Written request:
Print the records below word for word, without changing any line.

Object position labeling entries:
---
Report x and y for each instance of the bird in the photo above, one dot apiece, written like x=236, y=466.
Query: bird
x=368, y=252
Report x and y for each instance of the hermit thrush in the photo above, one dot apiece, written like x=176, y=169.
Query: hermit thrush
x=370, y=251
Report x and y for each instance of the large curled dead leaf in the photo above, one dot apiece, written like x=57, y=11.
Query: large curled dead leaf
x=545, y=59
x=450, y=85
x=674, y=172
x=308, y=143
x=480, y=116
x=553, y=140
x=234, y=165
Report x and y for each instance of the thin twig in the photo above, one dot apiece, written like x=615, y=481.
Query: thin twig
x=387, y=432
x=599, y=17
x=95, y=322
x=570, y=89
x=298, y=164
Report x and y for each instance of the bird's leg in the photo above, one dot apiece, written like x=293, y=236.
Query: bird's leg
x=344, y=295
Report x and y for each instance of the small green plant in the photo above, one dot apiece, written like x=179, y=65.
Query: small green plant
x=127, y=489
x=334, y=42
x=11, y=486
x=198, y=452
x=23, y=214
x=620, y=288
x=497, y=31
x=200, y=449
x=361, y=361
---
Complete output:
Report x and y for each instance of the bird in the photo above, one dot apiece, written like x=236, y=466.
Query: bird
x=368, y=252
Report x and y for each instance of the hermit thrush in the photo above, one dot apiece, written like x=176, y=169.
Query: hermit thrush
x=370, y=251
Report x and y for each instance of the large curled dead leaf in the photo above, one dot apiece, written like x=57, y=11.
Query: large curled dead leaf
x=545, y=59
x=450, y=85
x=674, y=172
x=308, y=143
x=480, y=116
x=553, y=140
x=234, y=165
Report x and y for each instance of the thin twig in the photo above, one dot apiece, written like x=615, y=481.
Query: thin twig
x=387, y=432
x=599, y=17
x=95, y=322
x=570, y=89
x=298, y=164
Report x and y for each instance of the bird's leg in the photo above, one dot apiece, written like x=293, y=236.
Query: bird's leg
x=344, y=295
Report x and y for each instance of the small green plant in the photo above, one dot apiece, written like x=179, y=65.
Query: small green plant
x=127, y=489
x=334, y=42
x=11, y=486
x=198, y=452
x=23, y=214
x=620, y=288
x=497, y=31
x=200, y=449
x=361, y=361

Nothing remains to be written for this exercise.